## DIRECTIONS FOR THIS TASK
All of the records should come back exactly as written.

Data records
------------

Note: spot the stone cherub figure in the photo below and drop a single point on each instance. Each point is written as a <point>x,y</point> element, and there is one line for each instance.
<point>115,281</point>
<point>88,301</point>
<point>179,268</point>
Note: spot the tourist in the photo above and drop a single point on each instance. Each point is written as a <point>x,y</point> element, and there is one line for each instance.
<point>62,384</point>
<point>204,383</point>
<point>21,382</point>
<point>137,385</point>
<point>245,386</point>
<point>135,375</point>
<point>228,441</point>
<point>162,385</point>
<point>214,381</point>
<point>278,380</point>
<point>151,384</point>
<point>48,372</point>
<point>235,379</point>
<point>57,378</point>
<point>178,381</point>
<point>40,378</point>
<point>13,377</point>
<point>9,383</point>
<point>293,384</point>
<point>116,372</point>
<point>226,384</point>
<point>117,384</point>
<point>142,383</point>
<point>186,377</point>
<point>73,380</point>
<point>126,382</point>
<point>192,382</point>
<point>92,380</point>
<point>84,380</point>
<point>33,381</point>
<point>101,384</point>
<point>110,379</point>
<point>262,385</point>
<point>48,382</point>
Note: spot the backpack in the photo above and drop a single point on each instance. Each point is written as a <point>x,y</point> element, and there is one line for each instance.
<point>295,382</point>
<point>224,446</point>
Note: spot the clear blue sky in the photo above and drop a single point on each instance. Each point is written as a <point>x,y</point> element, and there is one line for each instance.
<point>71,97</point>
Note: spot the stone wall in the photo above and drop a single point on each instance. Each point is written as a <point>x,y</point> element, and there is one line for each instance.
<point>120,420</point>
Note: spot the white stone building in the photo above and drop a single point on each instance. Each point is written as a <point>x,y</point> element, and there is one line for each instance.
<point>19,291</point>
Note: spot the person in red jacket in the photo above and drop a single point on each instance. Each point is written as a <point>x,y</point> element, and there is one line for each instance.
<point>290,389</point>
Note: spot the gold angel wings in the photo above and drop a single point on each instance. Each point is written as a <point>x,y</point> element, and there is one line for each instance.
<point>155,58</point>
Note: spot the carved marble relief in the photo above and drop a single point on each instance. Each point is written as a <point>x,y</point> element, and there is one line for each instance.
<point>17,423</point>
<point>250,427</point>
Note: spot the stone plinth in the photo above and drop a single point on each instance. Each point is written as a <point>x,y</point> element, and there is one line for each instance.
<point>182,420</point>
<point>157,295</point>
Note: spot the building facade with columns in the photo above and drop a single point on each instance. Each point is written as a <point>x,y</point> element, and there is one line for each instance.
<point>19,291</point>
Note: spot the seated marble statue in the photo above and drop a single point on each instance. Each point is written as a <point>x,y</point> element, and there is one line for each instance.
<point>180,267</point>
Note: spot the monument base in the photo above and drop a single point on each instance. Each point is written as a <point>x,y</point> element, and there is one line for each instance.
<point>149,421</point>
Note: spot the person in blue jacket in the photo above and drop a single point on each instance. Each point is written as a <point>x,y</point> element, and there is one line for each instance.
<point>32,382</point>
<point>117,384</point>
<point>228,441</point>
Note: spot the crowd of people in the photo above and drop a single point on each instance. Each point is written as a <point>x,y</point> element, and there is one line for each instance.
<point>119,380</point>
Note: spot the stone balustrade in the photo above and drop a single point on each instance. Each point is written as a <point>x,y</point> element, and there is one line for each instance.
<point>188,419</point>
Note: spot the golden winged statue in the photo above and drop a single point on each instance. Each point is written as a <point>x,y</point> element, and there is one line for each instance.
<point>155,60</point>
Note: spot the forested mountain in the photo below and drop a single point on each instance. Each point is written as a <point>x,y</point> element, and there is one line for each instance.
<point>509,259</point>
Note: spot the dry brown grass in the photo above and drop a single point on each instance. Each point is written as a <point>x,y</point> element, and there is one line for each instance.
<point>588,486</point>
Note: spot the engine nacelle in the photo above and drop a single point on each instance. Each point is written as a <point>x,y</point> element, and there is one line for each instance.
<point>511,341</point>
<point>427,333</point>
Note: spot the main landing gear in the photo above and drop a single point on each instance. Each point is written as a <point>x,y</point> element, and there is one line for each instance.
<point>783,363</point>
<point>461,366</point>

------------

## OUTPUT BELOW
Note: spot the stone cherub figure in the photo below and drop a single point on each instance. Each point is written as a <point>x,y</point> element, and there is one line for each instance.
<point>115,281</point>
<point>88,301</point>
<point>179,268</point>
Note: spot the tourist in the photo above and drop a single point on each instance. Each point is written as a <point>x,y</point> element, and there is one line for each instance.
<point>62,384</point>
<point>204,383</point>
<point>21,382</point>
<point>137,385</point>
<point>245,386</point>
<point>135,375</point>
<point>228,441</point>
<point>162,385</point>
<point>214,381</point>
<point>278,380</point>
<point>151,384</point>
<point>48,372</point>
<point>235,379</point>
<point>57,378</point>
<point>178,381</point>
<point>40,378</point>
<point>13,377</point>
<point>9,383</point>
<point>293,384</point>
<point>116,372</point>
<point>226,384</point>
<point>117,384</point>
<point>142,383</point>
<point>186,377</point>
<point>73,380</point>
<point>126,382</point>
<point>192,382</point>
<point>92,380</point>
<point>84,380</point>
<point>33,381</point>
<point>101,384</point>
<point>110,379</point>
<point>262,385</point>
<point>48,382</point>
Note: spot the backpack in the photo above and drop a single point on each instance. Each point is written as a <point>x,y</point> element, and there is one line for each instance.
<point>295,382</point>
<point>224,446</point>
Note: spot the clear blue sky in the photo above and drop a single point on each instance. Each point is written as a <point>x,y</point> element, and there is one line for each instance.
<point>71,97</point>
Note: spot the stone wall in the photo above and drop a single point on each instance. Each point is written as a <point>x,y</point> element, and there is one line for each instance.
<point>120,420</point>
Note: spot the white stone building in the photo above and drop a single point on each instance. Each point is written as a <point>x,y</point> element, and there is one line for each instance.
<point>19,291</point>
Note: spot the person in red jacket in the photo above and drop a single point on each instance. Each point is written as a <point>x,y</point> element, and there is one line for each instance.
<point>290,389</point>
Note: spot the gold angel wings in the photo above and drop a single point on each instance. Each point is written as a <point>x,y</point> element, and there is one line for each instance.
<point>155,58</point>
Note: spot the carved marble relief in the photo above and drop a single point on each instance. Each point is written as a <point>x,y</point> element, and there is one line for each instance.
<point>17,423</point>
<point>250,427</point>
Note: spot the stone plinth in the photo above and drop a single point on each instance. Each point is written as a <point>x,y</point> element, and there is one line for each instance.
<point>182,420</point>
<point>157,295</point>
Note: spot the building facade with columns in the photo above and drop a single point on each instance. Each point is written as a <point>x,y</point> element, and there is one line for each instance.
<point>19,291</point>
Note: spot the seated marble statue in the photo above and drop a single point on each instance. Each point is written as a <point>x,y</point> element, and there is one line for each instance.
<point>180,267</point>
Note: spot the monument base in the photo above and drop a single point on each instance. Each point is written as a <point>x,y</point> element, and there is one line for each instance.
<point>149,421</point>
Note: spot the person in blue jacket in the photo above and drop a single point on each instance. Each point is written as a <point>x,y</point> element, and there is one line for each instance.
<point>32,382</point>
<point>117,384</point>
<point>228,441</point>
Note: spot the crowd of people in the photo above and drop a single point on each instance. Each point is written as a <point>x,y</point> element, and there is one line for each instance.
<point>119,380</point>
Note: spot the stone balustrade in the photo above and drop a single point on each instance. Each point is written as a <point>x,y</point> element, and there is one line for each instance.
<point>188,419</point>
Note: spot the golden winged statue in the photo above and drop a single point on each instance. Each point is written as a <point>x,y</point> element, and there is one line for each instance.
<point>155,60</point>
Note: spot the forested mountain in the photo below and drop a single point on each instance. Each point is written as a <point>x,y</point> element, and there is one line for each instance.
<point>509,259</point>
Note: spot the dry brown grass in the photo above and drop a single point on each instance. Each point is written as a <point>x,y</point> element, and there is one line for each instance.
<point>588,486</point>
Note: spot the engine nacelle in the photo above and drop a single point on each instance. Each point is written as a <point>x,y</point> element, and there is one line for each instance.
<point>511,341</point>
<point>427,333</point>
Note: spot the main landing gear in the photo above and drop a single point on each instance. Each point is written as a <point>x,y</point> element, and there is one line for each instance.
<point>783,363</point>
<point>461,366</point>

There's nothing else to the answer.